Written task => Locate each line in the entries below that contains the string "water" and copy those lines out. Matching is case-sensitive.

Recorded data =>
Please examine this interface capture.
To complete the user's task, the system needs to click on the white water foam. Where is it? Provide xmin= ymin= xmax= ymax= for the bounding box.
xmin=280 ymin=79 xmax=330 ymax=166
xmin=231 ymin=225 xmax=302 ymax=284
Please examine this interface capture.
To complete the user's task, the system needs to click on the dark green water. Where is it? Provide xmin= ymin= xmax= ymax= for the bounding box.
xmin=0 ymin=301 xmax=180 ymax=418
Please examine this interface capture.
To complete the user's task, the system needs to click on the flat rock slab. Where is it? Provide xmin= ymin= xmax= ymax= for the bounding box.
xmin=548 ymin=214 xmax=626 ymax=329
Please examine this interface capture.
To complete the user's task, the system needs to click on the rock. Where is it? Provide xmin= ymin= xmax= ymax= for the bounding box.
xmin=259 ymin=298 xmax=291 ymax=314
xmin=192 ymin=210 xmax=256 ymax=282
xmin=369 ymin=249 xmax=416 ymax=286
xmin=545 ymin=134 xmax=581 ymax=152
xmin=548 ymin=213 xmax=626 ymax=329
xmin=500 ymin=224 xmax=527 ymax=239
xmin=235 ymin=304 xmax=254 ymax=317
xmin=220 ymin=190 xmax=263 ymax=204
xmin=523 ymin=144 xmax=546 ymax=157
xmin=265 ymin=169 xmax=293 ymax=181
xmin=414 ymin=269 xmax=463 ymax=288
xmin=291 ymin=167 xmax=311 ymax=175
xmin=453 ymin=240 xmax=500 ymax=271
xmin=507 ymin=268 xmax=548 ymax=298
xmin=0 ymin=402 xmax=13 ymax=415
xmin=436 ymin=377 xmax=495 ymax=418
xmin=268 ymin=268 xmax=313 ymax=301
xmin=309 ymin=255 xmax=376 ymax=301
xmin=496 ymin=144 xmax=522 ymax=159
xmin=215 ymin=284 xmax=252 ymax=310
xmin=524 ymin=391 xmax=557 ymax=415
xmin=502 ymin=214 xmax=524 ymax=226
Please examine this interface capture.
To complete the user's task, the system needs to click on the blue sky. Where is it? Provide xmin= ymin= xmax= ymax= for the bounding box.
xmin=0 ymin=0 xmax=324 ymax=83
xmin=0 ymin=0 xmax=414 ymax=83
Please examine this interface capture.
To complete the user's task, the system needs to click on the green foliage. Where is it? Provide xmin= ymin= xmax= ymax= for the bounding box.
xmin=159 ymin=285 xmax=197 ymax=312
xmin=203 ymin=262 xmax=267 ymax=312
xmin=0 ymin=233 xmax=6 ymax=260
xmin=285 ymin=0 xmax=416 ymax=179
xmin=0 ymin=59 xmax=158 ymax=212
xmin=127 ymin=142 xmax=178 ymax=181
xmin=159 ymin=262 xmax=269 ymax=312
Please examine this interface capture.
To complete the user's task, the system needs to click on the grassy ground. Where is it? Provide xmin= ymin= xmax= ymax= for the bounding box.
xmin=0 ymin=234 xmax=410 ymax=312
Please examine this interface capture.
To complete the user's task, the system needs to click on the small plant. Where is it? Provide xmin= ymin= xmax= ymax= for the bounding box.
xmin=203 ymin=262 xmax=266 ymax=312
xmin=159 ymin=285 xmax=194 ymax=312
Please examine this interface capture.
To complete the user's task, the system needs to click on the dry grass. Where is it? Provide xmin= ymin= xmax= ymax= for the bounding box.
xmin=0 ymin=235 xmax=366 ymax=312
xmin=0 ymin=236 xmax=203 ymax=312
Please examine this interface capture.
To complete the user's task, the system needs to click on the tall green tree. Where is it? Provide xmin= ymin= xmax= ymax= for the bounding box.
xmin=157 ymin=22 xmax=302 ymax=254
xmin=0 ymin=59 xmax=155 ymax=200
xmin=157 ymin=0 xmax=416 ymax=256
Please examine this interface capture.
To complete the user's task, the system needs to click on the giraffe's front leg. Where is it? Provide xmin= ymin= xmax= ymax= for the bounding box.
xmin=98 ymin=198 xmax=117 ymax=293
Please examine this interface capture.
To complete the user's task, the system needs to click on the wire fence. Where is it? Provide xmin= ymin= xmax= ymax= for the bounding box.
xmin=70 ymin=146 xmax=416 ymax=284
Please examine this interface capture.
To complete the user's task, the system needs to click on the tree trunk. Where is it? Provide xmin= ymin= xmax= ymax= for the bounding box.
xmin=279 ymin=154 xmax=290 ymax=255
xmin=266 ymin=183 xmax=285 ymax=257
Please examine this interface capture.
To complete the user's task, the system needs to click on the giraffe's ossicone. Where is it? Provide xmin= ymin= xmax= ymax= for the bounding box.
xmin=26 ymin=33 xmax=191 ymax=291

Right answer =>
To complete the user's task, the system needs to click on the white water foam. Where is it? Provide xmin= ymin= xmax= ymax= for the bounding box.
To complete the user's task, the system needs to click on the dark green water. Where is it? Provide xmin= ymin= xmax= ymax= for the bounding box.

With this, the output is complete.